Instructions to follow
Lay out every line of the records below as a numbered list, leaving out blank lines.

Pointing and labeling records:
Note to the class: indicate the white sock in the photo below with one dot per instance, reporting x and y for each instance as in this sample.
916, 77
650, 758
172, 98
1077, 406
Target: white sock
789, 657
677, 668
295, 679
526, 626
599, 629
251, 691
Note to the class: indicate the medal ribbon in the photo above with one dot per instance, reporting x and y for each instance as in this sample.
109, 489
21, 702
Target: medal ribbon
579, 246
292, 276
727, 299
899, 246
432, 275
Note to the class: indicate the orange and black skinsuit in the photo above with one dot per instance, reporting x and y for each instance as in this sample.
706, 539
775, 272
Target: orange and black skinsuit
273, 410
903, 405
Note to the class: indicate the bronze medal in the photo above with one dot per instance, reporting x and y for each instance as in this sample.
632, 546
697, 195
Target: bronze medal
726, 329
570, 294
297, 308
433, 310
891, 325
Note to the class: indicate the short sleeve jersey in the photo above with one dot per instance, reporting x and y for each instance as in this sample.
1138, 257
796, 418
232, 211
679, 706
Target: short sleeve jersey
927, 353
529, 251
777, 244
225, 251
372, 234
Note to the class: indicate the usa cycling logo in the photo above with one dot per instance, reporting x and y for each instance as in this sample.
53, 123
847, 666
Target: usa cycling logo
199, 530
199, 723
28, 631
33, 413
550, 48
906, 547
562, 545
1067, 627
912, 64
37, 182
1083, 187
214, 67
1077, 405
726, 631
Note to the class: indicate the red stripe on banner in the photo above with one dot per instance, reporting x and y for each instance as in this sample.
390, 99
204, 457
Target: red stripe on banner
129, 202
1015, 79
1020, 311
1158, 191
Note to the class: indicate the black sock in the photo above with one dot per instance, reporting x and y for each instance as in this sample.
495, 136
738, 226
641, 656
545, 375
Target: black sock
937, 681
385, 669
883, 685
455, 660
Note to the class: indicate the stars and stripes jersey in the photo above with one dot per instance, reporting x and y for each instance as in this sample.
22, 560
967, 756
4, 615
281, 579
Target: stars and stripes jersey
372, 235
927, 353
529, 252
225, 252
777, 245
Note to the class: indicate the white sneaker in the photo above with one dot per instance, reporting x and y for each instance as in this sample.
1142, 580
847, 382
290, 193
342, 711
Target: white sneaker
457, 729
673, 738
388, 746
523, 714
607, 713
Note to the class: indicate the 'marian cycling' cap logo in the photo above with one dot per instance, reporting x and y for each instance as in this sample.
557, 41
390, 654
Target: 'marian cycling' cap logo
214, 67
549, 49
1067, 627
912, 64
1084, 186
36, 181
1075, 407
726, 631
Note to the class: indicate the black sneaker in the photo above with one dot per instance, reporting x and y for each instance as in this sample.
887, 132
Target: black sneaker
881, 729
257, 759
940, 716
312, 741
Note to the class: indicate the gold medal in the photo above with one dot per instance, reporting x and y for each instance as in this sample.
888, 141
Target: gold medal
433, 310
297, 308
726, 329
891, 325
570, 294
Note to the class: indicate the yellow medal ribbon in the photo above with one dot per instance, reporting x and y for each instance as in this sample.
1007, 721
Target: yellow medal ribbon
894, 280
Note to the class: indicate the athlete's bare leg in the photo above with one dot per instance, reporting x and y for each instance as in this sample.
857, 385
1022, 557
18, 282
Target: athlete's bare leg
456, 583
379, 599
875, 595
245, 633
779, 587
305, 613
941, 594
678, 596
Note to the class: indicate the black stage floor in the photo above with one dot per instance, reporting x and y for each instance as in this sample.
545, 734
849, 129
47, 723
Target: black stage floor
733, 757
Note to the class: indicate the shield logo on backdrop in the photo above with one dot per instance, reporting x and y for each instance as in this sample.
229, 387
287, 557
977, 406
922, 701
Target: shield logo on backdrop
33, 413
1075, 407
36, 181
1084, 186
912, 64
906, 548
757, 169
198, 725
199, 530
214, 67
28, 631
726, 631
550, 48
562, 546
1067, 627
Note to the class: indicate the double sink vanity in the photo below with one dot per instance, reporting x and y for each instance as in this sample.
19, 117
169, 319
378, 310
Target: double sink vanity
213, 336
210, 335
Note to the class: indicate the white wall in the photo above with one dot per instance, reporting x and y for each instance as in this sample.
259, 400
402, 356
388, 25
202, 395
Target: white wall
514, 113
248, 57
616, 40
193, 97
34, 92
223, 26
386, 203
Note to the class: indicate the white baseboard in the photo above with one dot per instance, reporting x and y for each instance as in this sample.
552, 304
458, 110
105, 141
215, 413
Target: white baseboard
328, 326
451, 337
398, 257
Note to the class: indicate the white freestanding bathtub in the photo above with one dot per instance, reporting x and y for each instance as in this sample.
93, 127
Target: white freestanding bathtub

Final result
1. Note to the class: indicate the white sock in the photo below with one dot per instance, reporting x and y for each instance as in this sample.
2. 916, 77
3. 650, 758
4. 172, 98
5. 1077, 406
6. Target: white sock
7. 789, 657
8. 677, 668
9. 295, 679
10. 526, 626
11. 599, 629
12. 251, 691
13. Note to the class: indicate the medal ribbon in the photo above with one dot per instance, reporting x and y for each instance as in this sample.
14. 109, 489
15. 21, 702
16. Target: medal ribbon
17. 579, 246
18. 292, 276
19. 727, 299
20. 899, 246
21. 432, 275
22. Note to the class: indicate the orange and black skinsuit in the photo above with one dot per instance, reporting x and y for each instance as in this sample.
23. 706, 539
24. 775, 272
25. Target: orange and black skinsuit
26. 273, 410
27. 903, 405
28. Note to the class: indicate the bronze medal in the photo above with one dot per instance, reporting x and y for each instance as in this sample.
29. 632, 546
30. 697, 195
31. Target: bronze medal
32. 726, 329
33. 570, 294
34. 297, 308
35. 433, 310
36. 891, 325
37. Note to the class: indicate the short sleeve jersey in the photo above with one dot per instance, reporting x and y for each instance as in this sample.
38. 1138, 257
39. 796, 418
40. 232, 211
41. 679, 706
42. Target: short sleeve jersey
43. 927, 353
44. 529, 251
45. 777, 244
46. 225, 251
47. 372, 234
48. Note to the class: indicate the usa cycling logo in the photo above with one dot per instance, reporting x and y for each instance as in this sample.
49. 53, 123
50. 847, 666
51. Target: usa cycling logo
52. 199, 530
53. 199, 723
54. 28, 631
55. 33, 413
56. 550, 48
57. 906, 547
58. 562, 545
59. 1067, 627
60. 912, 64
61. 37, 182
62. 1083, 187
63. 214, 67
64. 1077, 405
65. 726, 631
66. Note to the class: indicate the red stripe on banner in the photo above with one dot per instance, reporting x and y for each instance as in this sample.
67. 390, 99
68. 204, 457
69. Target: red stripe on banner
70. 129, 202
71. 1015, 79
72. 1020, 311
73. 1158, 191
74. Note to the class: indicate the black sock in the photo above with one dot per instance, reporting x and y for each instance as in this sample.
75. 495, 136
76. 738, 226
77. 641, 656
78. 545, 375
79. Target: black sock
80. 937, 681
81. 385, 669
82. 883, 685
83. 455, 660
84. Note to the class: indicate the stars and stripes jersey in the photo above with one dot per instance, reporting x and y for each instance as in this sample.
85. 22, 560
86. 967, 756
87. 4, 615
88. 281, 579
89. Target: stars and stripes jersey
90. 372, 235
91. 927, 353
92. 529, 252
93. 225, 252
94. 777, 245
95. Note to the class: indicate the white sneaker in the photo above with one dot per instance, reporting x and y for each instance as in this sample.
96. 1142, 580
97. 847, 382
98. 290, 193
99. 342, 711
100. Target: white sneaker
101. 457, 729
102. 673, 738
103. 388, 746
104. 523, 714
105. 607, 713
106. Note to the class: indicate the 'marian cycling' cap logo in the photo above with one dot per instance, reporting x and y for each instance as in this sample.
107. 557, 41
108. 390, 654
109. Target: 'marian cycling' cap logo
110. 214, 67
111. 549, 49
112. 1067, 627
113. 912, 64
114. 1084, 186
115. 36, 181
116. 1075, 407
117. 726, 631
118. Note to the class: indicate the black sneaker in the photo above with one dot per instance, reporting x and y for each instance as in this sample.
119. 887, 132
120. Target: black sneaker
121. 881, 729
122. 257, 759
123. 940, 716
124. 312, 741
125. Note to the class: indicate the gold medal in the photo above with one dot per instance, reporting x and y for each instance as in this sample.
126. 888, 141
127. Target: gold medal
128. 433, 310
129. 297, 308
130. 726, 329
131. 891, 325
132. 570, 294
133. Note to the class: indicate the yellow medal ribbon in the photo above with one dot per instance, reporting x and y for each instance as in this sample.
134. 1007, 721
135. Target: yellow medal ribbon
136. 894, 280
137. Note to the class: indicate the athlete's bare leg in the photo above with one dot per instance, reporting x and y for each instance as in this sample.
138. 857, 385
139. 1022, 557
140. 18, 282
141. Target: athlete's bare leg
142. 456, 583
143. 379, 599
144. 875, 595
145. 245, 633
146. 779, 587
147. 305, 613
148. 941, 594
149. 678, 596
150. Note to the class: indicate the black stage floor in the photo above with one dot per instance, reporting x and y for each instance as in this sample.
151. 545, 734
152. 849, 129
153. 47, 723
154. Target: black stage floor
155. 733, 757
156. Note to the class: indicate the shield logo on backdrop in the photo above with one dot per instance, reporting x and y for each instance as in this sample.
157. 229, 387
158. 287, 557
159. 977, 406
160. 922, 701
161. Target: shield logo on backdrop
162. 33, 413
163. 1075, 407
164. 36, 181
165. 1084, 186
166. 912, 64
167. 906, 548
168. 757, 169
169. 198, 725
170. 199, 530
171. 214, 67
172. 28, 631
173. 726, 631
174. 550, 48
175. 562, 546
176. 1067, 627
177. Note to the class: indicate the double sink vanity in the photo below with one dot per instance, reporting x and y for each instance as in this sample.
178. 19, 117
179. 169, 319
180. 378, 310
181. Target: double sink vanity
182. 213, 336
183. 210, 335
184. Note to the class: indicate the white wall in the photo above with one dot per instance, reporting x and y for each instance as in this sample.
185. 259, 400
186. 402, 356
187. 388, 25
188. 202, 395
189. Target: white wall
190. 514, 113
191. 248, 57
192. 616, 40
193. 193, 97
194. 34, 92
195. 223, 26
196. 386, 203
197. Note to the class: indicate the white baseboard in the photo above with one dot per instance, reporting x and y for each instance as in this sample.
198. 552, 304
199. 458, 110
200. 105, 141
201. 215, 413
202. Target: white baseboard
203. 328, 326
204. 451, 337
205. 398, 257
206. Note to the class: indicate the white freestanding bathtub in the photo above with one dot per instance, reporting x and y for each instance as in this sample.
207. 93, 127
208. Target: white freestanding bathtub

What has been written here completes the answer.